■ TASK PROMPT: Count the lines in the records below that contain the word "corrugated". Reply with the number alone.

■ SOURCE MATERIAL:
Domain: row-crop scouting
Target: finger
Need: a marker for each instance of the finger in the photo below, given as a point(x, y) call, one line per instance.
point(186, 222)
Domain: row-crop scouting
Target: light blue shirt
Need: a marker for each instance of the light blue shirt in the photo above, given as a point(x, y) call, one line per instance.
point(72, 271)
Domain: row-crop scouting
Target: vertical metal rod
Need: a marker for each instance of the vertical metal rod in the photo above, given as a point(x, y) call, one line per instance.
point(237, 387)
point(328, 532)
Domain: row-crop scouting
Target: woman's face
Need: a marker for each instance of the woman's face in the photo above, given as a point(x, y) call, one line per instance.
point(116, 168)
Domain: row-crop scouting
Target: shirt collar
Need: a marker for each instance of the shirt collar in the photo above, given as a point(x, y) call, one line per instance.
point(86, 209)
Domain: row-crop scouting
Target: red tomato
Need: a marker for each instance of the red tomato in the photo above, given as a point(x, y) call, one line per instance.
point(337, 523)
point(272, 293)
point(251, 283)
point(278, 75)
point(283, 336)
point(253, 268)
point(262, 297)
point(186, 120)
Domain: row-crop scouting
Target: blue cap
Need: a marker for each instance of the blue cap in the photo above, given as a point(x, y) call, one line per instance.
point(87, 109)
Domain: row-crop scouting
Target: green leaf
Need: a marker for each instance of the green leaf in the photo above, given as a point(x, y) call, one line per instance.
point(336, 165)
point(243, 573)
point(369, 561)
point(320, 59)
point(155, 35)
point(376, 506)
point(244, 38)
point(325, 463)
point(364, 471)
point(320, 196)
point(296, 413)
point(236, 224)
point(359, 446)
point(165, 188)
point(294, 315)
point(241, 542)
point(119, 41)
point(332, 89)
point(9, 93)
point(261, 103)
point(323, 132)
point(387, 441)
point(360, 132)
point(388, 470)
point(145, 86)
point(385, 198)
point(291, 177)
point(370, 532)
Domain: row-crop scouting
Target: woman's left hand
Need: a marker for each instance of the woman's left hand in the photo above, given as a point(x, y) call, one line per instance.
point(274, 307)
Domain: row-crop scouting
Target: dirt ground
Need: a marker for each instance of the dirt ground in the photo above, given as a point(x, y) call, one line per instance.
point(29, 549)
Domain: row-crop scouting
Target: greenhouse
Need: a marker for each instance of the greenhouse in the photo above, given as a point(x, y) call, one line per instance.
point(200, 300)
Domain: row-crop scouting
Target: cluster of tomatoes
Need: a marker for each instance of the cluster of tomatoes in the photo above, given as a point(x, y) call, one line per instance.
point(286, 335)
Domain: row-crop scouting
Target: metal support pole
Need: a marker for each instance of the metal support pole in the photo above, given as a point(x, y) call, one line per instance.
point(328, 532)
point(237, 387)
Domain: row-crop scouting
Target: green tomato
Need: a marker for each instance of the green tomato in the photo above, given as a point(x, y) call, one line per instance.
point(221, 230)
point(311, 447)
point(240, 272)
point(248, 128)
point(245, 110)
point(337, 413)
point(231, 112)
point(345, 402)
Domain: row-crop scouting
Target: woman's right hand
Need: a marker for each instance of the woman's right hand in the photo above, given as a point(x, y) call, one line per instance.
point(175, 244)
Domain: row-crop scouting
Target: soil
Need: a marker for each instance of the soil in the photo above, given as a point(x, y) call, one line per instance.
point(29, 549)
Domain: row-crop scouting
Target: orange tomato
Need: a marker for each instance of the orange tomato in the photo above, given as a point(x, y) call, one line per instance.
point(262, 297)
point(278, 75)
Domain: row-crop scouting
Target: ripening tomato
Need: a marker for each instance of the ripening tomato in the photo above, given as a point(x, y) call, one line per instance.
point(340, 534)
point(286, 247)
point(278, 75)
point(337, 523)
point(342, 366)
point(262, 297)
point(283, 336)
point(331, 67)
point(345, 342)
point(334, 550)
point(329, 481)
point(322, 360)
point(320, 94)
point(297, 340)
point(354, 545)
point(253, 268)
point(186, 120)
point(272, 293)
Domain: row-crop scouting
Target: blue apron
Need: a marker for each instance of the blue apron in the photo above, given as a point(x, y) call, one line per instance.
---
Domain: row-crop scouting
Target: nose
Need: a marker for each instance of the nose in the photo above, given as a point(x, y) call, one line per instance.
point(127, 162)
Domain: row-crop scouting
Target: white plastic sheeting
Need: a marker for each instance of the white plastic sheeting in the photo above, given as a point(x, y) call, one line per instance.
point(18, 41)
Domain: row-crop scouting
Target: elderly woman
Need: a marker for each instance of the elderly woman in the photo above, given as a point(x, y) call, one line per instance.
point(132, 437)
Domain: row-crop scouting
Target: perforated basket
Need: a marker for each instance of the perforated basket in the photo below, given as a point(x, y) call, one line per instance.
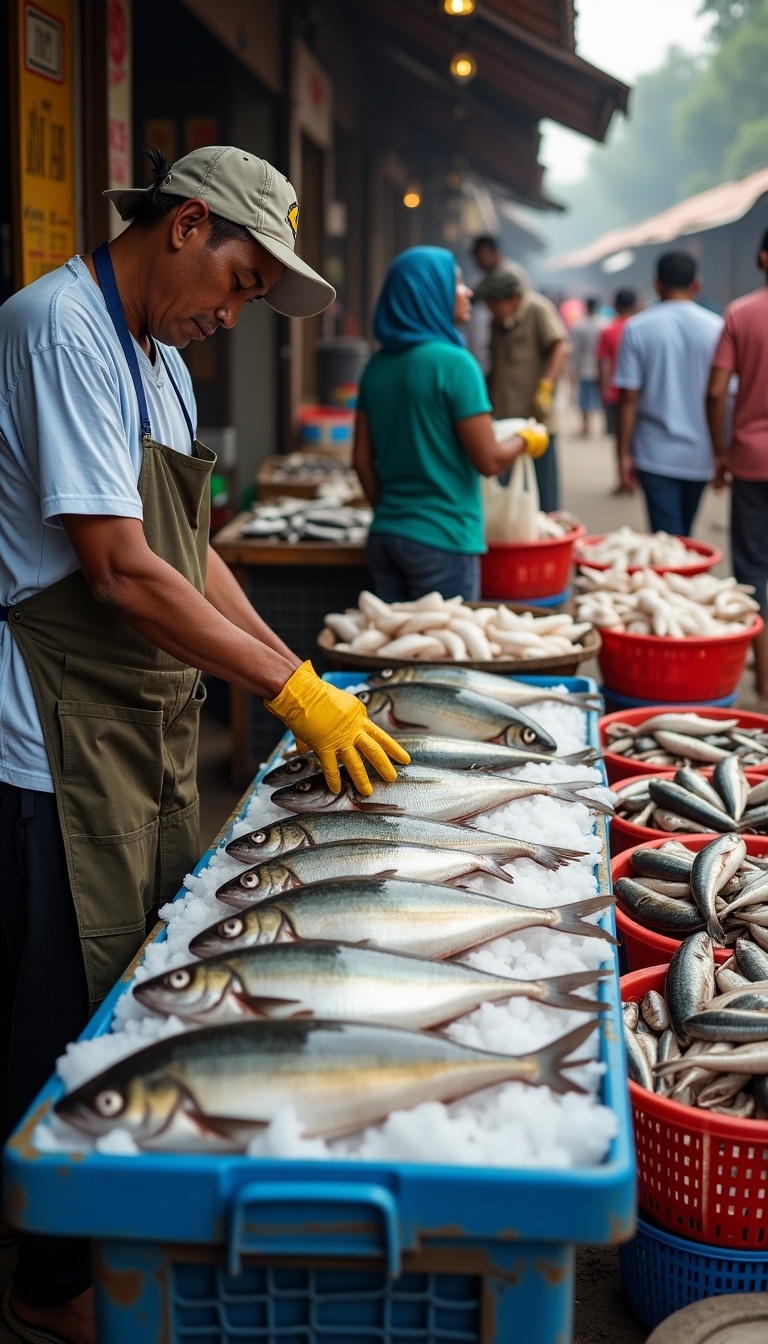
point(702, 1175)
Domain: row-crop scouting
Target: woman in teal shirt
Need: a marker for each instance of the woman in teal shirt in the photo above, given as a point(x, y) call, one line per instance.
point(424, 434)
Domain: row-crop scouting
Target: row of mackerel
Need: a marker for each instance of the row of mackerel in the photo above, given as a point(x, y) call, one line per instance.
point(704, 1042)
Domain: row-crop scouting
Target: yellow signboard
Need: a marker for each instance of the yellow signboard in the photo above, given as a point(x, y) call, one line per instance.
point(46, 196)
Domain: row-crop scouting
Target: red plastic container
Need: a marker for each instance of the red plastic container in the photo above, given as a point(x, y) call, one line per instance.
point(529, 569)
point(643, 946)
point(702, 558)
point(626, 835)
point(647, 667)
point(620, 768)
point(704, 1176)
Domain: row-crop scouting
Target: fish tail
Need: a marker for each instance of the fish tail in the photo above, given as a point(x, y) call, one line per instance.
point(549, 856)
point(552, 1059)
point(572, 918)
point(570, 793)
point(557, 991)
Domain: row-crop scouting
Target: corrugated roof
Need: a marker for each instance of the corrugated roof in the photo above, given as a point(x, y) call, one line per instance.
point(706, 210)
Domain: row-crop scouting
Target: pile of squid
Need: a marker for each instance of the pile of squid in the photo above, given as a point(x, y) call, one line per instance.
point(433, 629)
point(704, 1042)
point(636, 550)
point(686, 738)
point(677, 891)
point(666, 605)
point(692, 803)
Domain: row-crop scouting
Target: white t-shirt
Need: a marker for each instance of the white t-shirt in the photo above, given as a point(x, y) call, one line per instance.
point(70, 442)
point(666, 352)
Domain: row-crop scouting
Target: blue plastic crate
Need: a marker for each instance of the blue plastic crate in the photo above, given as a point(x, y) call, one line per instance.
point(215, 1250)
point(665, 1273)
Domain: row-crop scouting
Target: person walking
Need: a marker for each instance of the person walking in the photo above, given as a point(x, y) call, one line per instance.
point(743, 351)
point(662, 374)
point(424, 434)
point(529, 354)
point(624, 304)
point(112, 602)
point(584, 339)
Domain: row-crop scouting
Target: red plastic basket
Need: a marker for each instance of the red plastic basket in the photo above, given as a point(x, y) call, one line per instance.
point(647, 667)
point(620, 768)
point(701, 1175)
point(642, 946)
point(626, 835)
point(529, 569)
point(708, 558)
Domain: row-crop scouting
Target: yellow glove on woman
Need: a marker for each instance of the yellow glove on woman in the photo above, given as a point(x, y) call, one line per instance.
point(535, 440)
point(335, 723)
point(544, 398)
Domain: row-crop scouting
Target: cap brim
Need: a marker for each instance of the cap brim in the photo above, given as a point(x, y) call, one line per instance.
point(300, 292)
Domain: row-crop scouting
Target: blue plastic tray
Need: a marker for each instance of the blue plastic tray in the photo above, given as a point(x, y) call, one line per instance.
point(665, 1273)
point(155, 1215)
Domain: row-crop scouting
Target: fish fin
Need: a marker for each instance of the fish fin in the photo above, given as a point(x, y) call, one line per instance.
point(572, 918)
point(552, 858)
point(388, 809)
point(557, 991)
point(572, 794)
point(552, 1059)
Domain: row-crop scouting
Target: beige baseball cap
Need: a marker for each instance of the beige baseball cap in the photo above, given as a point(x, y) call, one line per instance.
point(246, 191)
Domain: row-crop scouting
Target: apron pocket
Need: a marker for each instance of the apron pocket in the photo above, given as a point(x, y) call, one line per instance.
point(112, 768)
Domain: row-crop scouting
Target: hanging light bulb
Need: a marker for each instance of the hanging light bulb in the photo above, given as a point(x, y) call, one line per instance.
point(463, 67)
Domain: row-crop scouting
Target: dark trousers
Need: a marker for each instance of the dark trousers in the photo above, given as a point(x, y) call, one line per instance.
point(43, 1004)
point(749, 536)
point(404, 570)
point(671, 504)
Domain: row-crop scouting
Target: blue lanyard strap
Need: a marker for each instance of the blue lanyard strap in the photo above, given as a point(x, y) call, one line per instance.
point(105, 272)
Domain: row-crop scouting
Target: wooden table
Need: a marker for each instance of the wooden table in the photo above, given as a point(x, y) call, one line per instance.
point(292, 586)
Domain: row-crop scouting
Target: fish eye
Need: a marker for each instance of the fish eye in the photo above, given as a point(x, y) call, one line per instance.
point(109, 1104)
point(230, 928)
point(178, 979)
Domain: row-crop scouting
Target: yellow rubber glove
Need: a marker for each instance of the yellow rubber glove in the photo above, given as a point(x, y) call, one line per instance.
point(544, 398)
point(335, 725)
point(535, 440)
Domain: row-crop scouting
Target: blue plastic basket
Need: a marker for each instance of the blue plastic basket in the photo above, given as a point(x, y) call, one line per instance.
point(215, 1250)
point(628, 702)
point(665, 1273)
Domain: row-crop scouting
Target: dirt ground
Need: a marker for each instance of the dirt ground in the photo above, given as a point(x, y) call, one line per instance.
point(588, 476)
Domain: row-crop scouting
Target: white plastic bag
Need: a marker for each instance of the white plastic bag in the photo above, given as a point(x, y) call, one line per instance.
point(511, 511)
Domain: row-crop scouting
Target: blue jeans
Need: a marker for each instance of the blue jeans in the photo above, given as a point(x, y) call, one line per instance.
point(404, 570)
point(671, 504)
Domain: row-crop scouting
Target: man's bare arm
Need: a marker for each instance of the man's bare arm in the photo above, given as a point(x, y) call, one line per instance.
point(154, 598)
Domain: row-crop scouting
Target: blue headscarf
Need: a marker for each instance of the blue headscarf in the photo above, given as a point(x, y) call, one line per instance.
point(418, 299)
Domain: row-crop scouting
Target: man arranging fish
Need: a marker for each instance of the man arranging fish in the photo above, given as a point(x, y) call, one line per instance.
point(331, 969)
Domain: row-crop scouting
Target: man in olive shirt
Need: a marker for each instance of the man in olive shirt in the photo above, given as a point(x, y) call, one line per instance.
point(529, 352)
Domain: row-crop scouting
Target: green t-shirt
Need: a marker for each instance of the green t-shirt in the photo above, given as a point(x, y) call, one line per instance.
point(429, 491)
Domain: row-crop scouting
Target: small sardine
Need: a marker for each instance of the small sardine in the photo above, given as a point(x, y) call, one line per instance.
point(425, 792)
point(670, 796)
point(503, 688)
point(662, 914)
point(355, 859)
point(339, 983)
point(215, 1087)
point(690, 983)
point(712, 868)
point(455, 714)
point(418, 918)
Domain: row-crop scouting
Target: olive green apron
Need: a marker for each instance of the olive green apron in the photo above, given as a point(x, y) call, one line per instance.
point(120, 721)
...
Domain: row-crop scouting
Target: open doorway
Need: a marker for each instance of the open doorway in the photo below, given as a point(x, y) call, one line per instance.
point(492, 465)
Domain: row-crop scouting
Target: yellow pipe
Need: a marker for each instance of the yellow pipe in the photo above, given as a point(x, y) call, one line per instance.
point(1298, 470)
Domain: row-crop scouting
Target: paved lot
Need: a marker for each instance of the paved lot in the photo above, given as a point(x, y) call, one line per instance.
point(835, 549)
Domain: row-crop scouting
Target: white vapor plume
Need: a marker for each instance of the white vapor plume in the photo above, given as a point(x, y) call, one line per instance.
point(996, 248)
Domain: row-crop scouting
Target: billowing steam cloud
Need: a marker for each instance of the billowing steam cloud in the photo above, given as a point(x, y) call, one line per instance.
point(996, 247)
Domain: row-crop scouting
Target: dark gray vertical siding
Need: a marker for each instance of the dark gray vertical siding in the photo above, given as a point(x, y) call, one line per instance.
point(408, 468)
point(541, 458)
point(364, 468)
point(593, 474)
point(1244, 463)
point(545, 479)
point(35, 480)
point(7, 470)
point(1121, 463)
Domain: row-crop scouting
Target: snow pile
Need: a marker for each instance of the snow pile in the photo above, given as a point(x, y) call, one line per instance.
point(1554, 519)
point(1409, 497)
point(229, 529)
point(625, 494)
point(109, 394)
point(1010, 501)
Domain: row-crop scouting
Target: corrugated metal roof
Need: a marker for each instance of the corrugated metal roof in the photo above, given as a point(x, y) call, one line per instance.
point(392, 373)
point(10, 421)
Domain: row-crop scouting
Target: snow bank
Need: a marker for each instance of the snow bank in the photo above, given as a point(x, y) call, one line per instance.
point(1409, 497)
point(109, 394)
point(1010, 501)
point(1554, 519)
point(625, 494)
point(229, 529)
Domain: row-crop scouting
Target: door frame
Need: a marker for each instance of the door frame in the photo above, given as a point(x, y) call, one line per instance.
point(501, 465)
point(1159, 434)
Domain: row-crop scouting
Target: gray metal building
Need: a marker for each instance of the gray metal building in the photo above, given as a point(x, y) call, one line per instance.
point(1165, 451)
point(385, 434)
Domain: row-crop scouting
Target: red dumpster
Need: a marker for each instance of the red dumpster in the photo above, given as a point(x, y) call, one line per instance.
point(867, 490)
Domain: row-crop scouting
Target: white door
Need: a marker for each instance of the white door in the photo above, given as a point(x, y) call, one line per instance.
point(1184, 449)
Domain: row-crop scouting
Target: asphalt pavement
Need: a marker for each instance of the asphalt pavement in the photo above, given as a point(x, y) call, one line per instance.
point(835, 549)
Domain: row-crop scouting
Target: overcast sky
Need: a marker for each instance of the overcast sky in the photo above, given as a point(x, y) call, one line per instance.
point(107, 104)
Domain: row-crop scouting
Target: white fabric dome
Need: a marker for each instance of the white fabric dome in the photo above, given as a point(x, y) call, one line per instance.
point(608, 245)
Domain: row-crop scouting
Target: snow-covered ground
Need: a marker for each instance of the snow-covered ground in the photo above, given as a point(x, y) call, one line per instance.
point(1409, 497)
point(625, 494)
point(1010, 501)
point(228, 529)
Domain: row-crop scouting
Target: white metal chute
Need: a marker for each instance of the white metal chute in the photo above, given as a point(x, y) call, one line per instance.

■ THE SOLUTION: 4